* **YOUR TASK**
Rewrite the rows from their start through the line containing "positive clicks: (912, 360)", swapping every "clicks" for "taps" and keeping everything else the same. Leave the pictures out.
********************
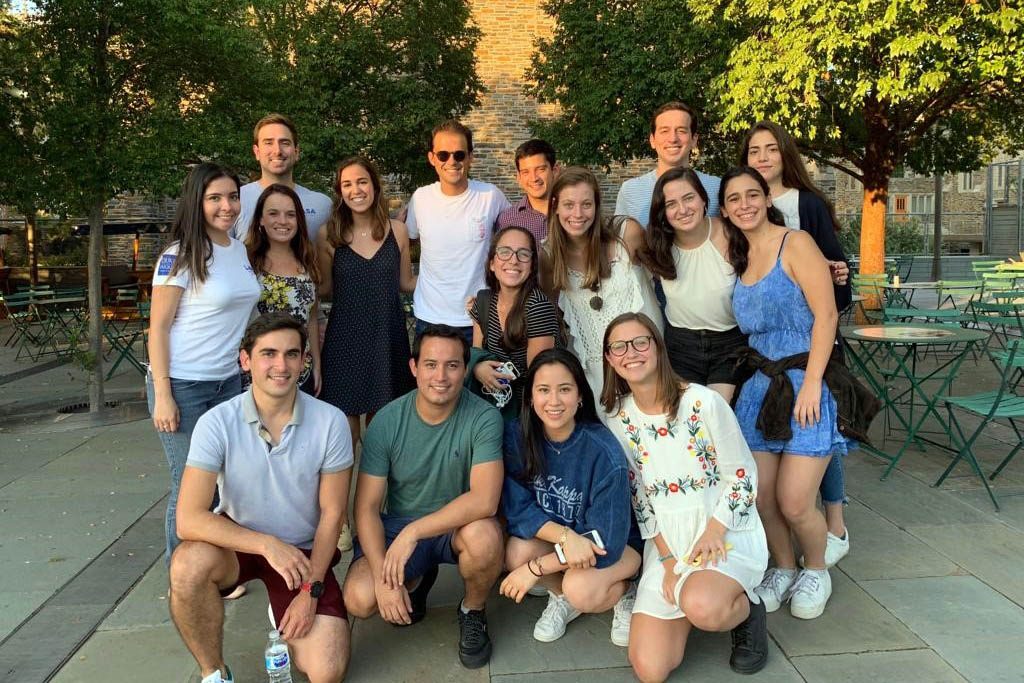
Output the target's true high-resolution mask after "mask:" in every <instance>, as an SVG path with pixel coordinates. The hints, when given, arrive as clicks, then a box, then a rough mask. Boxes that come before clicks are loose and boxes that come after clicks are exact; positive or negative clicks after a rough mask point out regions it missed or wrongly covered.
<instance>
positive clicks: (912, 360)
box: [841, 323, 988, 479]
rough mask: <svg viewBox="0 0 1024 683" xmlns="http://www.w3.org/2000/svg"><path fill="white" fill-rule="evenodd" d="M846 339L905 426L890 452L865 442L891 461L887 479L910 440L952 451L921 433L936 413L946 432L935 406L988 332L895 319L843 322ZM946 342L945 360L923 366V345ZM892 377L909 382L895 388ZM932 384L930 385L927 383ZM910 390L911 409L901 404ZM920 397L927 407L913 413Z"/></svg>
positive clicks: (873, 453) (890, 461) (874, 450)
mask: <svg viewBox="0 0 1024 683" xmlns="http://www.w3.org/2000/svg"><path fill="white" fill-rule="evenodd" d="M841 333H842V336H843V340H844V341H845V342H846V345H847V350H848V356H849V358H850V360H851V362H852V365H853V367H854V368H855V369H856V370H857V371H858V372H859V373H860V375H862V376H863V377H864V380H865V381H866V382H867V383H868V384H869V385H870V386H871V388H872V389H874V391H876V393H877V394H878V396H879V397H880V398H881V399H882V400H883V402H884V404H885V409H886V410H887V411H889V410H891V411H892V413H893V415H895V416H896V419H897V421H899V423H900V425H901V426H902V427H903V429H904V430H906V437H905V438H904V439H903V442H902V443H901V444H900V447H899V450H898V451H897V452H896V453H895V454H889V453H886V452H885V451H882V450H880V449H878V447H874V446H871V445H868V444H863V447H864V449H865V450H866V451H867V452H868V453H871V454H872V455H874V456H878V457H879V458H881V459H882V460H884V461H886V462H888V463H889V467H887V468H886V471H885V472H884V473H883V475H882V479H886V478H887V477H888V476H889V475H890V474H891V473H892V471H893V468H895V467H896V465H897V463H899V461H900V459H901V458H902V457H903V454H904V453H905V452H906V449H907V447H908V446H909V445H910V444H911V443H916V444H918V445H922V446H923V445H924V443H925V442H928V443H931V444H933V445H937V446H939V447H941V449H943V450H946V451H950V447H949V444H948V443H942V442H939V441H933V440H931V439H929V438H926V437H925V436H924V435H923V434H922V427H923V426H924V424H925V421H926V420H927V419H928V416H929V415H931V416H932V417H934V418H935V420H936V421H937V422H938V423H939V425H941V427H942V429H943V431H944V432H945V434H946V436H947V438H948V436H949V424H948V422H947V421H946V419H945V417H944V416H943V414H942V412H941V411H939V410H938V409H937V408H936V404H937V403H938V402H939V399H940V398H941V396H943V395H945V394H946V393H947V392H948V391H947V390H948V388H949V385H950V384H951V383H952V381H953V378H955V377H956V373H957V371H958V370H959V367H961V364H963V362H964V358H965V357H966V356H967V354H968V353H969V352H970V351H971V349H972V348H973V347H974V345H975V344H978V343H983V342H984V340H985V339H986V338H987V337H988V333H986V332H983V331H981V330H968V329H965V328H961V327H958V326H951V325H928V324H912V323H908V324H893V323H887V324H882V325H851V326H846V327H844V328H842V330H841ZM940 345H941V346H945V347H947V349H946V353H944V354H943V360H941V361H937V362H936V367H935V368H933V369H930V370H928V371H919V369H918V353H919V350H920V349H921V348H922V347H925V348H930V347H935V346H940ZM887 375H888V376H889V377H890V378H892V379H897V378H900V379H903V380H905V381H906V382H907V385H908V388H907V389H905V390H903V391H900V392H897V393H894V392H893V391H890V387H889V383H888V382H887V381H886V376H887ZM926 383H928V384H929V385H930V386H929V389H930V390H928V391H926V388H925V384H926ZM906 396H909V398H910V401H911V410H910V411H909V414H908V415H904V413H903V412H902V411H901V410H900V408H901V405H900V404H899V403H898V402H897V401H898V400H899V399H900V398H903V397H906ZM916 399H920V400H921V402H922V403H923V404H924V410H923V411H922V412H921V414H920V415H914V410H913V408H912V407H913V403H914V402H915V401H916Z"/></svg>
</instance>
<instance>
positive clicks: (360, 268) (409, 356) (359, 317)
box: [319, 230, 414, 416]
mask: <svg viewBox="0 0 1024 683" xmlns="http://www.w3.org/2000/svg"><path fill="white" fill-rule="evenodd" d="M400 255H401V254H400V251H399V250H398V243H397V241H395V239H394V233H393V232H391V231H390V230H388V233H387V237H385V238H384V243H383V244H382V245H381V246H380V248H379V249H378V250H377V253H376V254H374V256H373V257H372V258H370V259H367V258H364V257H362V256H360V255H359V254H357V253H355V252H354V251H352V250H351V249H350V248H349V247H348V246H341V247H338V248H337V249H335V251H334V263H333V265H332V275H333V282H334V301H333V304H332V306H331V316H330V318H329V319H328V324H327V332H326V333H325V335H324V348H323V350H322V351H321V365H322V366H323V370H322V373H323V377H324V384H323V389H322V390H321V395H319V398H321V399H322V400H326V401H327V402H329V403H331V404H332V405H336V407H338V408H339V409H341V411H342V412H343V413H344V414H345V415H349V416H356V415H362V414H365V413H374V412H376V411H378V410H380V409H381V408H383V407H384V405H385V404H387V403H388V402H390V401H391V400H393V399H395V398H397V397H398V396H400V395H402V394H403V393H406V392H408V391H410V390H411V389H412V388H413V386H414V382H413V375H412V373H411V372H410V370H409V358H410V356H411V353H410V349H409V333H408V331H407V328H406V314H404V311H402V308H401V300H400V299H399V290H398V278H399V267H400V265H399V263H400Z"/></svg>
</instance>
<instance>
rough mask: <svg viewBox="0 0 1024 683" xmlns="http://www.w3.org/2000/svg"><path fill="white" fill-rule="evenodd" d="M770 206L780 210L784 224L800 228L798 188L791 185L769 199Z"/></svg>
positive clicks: (798, 192) (789, 225) (787, 225)
mask: <svg viewBox="0 0 1024 683" xmlns="http://www.w3.org/2000/svg"><path fill="white" fill-rule="evenodd" d="M771 203H772V206H774V207H775V208H776V209H778V210H779V211H781V212H782V217H783V218H784V219H785V226H786V227H792V228H793V229H795V230H799V229H800V190H799V189H797V188H796V187H791V188H790V189H787V190H785V191H784V193H782V194H781V195H779V196H778V197H775V198H773V199H772V201H771Z"/></svg>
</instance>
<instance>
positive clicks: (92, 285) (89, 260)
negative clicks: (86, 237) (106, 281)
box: [89, 200, 104, 413]
mask: <svg viewBox="0 0 1024 683" xmlns="http://www.w3.org/2000/svg"><path fill="white" fill-rule="evenodd" d="M102 261H103V201H102V200H95V201H94V202H93V203H92V205H91V206H90V207H89V358H90V361H91V362H90V366H91V370H92V377H91V378H90V381H89V412H90V413H98V412H100V411H101V410H103V401H104V399H103V267H102V266H103V263H102Z"/></svg>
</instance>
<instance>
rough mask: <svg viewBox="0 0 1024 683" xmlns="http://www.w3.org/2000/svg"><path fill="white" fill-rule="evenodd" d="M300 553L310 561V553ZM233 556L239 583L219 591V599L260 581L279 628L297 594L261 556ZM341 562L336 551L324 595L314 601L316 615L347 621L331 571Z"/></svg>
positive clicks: (260, 555)
mask: <svg viewBox="0 0 1024 683" xmlns="http://www.w3.org/2000/svg"><path fill="white" fill-rule="evenodd" d="M300 550H302V549H300ZM302 552H303V553H304V554H305V556H306V557H309V555H310V553H311V552H312V551H310V550H302ZM234 556H236V557H237V558H238V559H239V579H238V581H237V582H234V584H233V585H232V586H228V587H227V588H225V589H223V590H221V591H220V594H221V595H222V596H224V595H228V594H230V592H231V591H233V590H234V589H236V587H238V586H239V584H244V583H246V582H247V581H252V580H253V579H259V580H260V581H261V582H263V585H264V586H266V592H267V595H268V596H269V598H270V608H271V609H272V610H273V621H274V622H275V623H278V624H281V620H283V618H284V617H285V612H286V611H288V605H290V604H292V600H294V599H295V596H296V595H298V594H299V592H298V590H295V591H293V590H291V589H289V588H288V584H286V583H285V580H284V579H283V578H282V575H281V574H280V573H278V572H276V571H275V570H274V568H273V567H271V566H270V564H269V562H267V561H266V558H264V557H263V556H262V555H250V554H249V553H240V552H238V551H236V552H234ZM340 560H341V553H340V552H339V551H338V550H337V549H336V550H335V551H334V557H332V558H331V567H330V568H328V571H327V575H325V577H324V593H323V594H322V595H321V597H319V599H318V600H317V601H316V613H317V614H326V615H328V616H337V617H338V618H345V620H347V618H348V612H346V611H345V602H344V600H342V598H341V586H339V585H338V579H337V578H336V577H335V575H334V571H333V569H334V565H335V564H337V563H338V562H339V561H340Z"/></svg>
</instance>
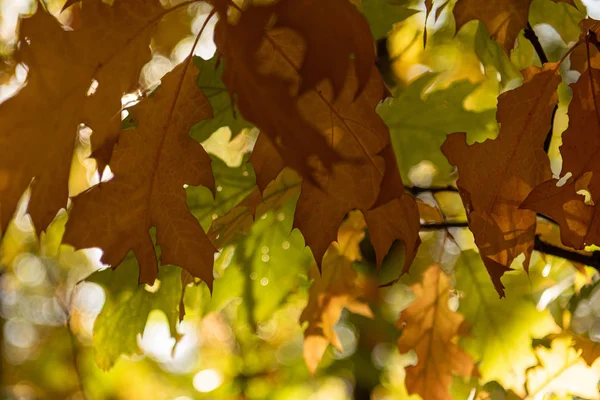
********************
* **RESPONSE AREA**
Output the target's true high-resolution mask after "mask:" in every <instance>, as an SVG path with pixel coordinates. The hints, when given, arrive as taps, then a box, then a rough mask. Boxes that come before taps are loose and boxes that come after taps are exact; positive or negative taps after a rough mask point out regions it missed or wrongly covered.
<instance>
positive taps: (912, 360)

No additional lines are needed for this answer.